● **WHAT THIS TASK INVOLVES**:
Reproduce every line of the records below without any change, but leave the pictures out.

● **STORED DATA**:

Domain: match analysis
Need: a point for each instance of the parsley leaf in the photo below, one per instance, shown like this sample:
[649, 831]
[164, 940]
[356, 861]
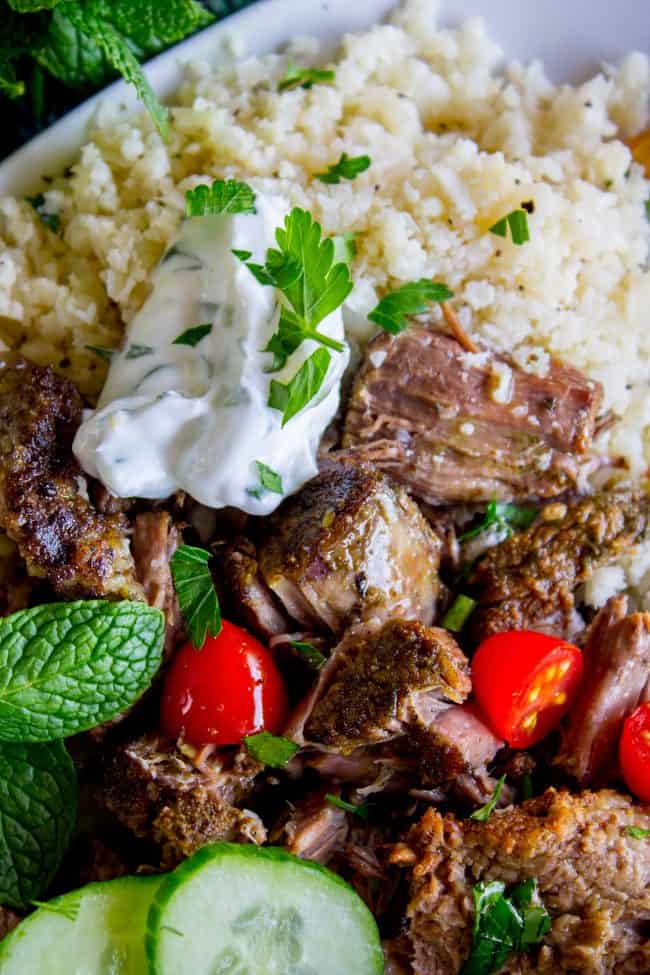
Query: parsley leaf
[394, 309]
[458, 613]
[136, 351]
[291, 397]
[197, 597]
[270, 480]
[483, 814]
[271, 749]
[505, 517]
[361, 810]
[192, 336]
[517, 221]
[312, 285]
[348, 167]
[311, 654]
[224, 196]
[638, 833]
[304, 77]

● **FULL ANSWER**:
Domain: match analysis
Need: a point for each instance of the parsley leaf in the photo below, one per instance, shown like this sample:
[649, 831]
[164, 940]
[356, 861]
Query: parsley leaf
[394, 309]
[458, 613]
[136, 351]
[291, 397]
[197, 597]
[270, 480]
[483, 814]
[271, 749]
[505, 517]
[361, 810]
[192, 336]
[517, 221]
[312, 285]
[348, 167]
[311, 654]
[224, 196]
[638, 833]
[304, 77]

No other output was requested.